Data rows:
.....

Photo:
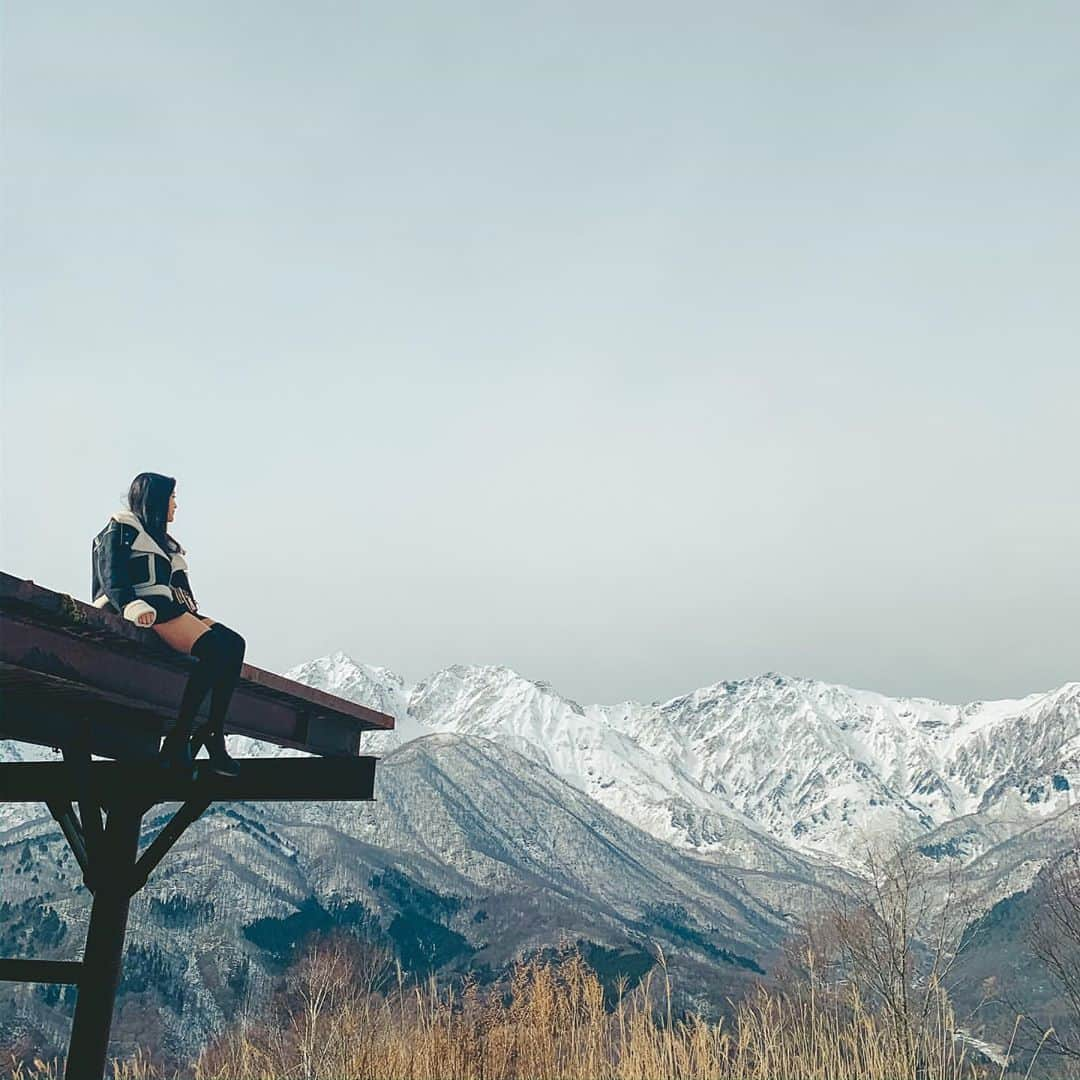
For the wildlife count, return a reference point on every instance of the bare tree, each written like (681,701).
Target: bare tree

.....

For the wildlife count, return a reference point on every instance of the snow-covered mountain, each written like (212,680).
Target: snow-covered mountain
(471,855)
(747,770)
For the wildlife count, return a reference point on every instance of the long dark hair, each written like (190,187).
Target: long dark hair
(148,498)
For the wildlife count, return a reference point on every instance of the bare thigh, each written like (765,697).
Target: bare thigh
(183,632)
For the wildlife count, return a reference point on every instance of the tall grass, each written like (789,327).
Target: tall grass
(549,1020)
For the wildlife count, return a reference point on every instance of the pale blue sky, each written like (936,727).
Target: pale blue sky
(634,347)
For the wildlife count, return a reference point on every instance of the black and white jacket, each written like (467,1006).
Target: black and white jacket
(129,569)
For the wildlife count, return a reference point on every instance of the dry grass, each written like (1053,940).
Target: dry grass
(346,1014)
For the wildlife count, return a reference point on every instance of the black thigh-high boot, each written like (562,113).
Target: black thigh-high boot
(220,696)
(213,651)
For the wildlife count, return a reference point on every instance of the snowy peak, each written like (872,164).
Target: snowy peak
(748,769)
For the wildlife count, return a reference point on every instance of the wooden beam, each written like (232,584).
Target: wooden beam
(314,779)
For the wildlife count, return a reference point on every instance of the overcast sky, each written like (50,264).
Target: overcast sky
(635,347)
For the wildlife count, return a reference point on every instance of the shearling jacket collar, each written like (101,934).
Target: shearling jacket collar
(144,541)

.....

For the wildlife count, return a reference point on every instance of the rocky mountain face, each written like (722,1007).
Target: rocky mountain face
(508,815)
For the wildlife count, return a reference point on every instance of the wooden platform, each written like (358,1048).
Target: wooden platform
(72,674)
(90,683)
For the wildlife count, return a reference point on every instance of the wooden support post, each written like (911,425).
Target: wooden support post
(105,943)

.....

Task goal: Which lines of the items contain the string "snowy"? Show each one copied in full, and count only matches with the same letter case.

Exercise output:
For the wildlife count, return a reference point on every instance of the snowy peak, each written like (872,164).
Target: snowy peak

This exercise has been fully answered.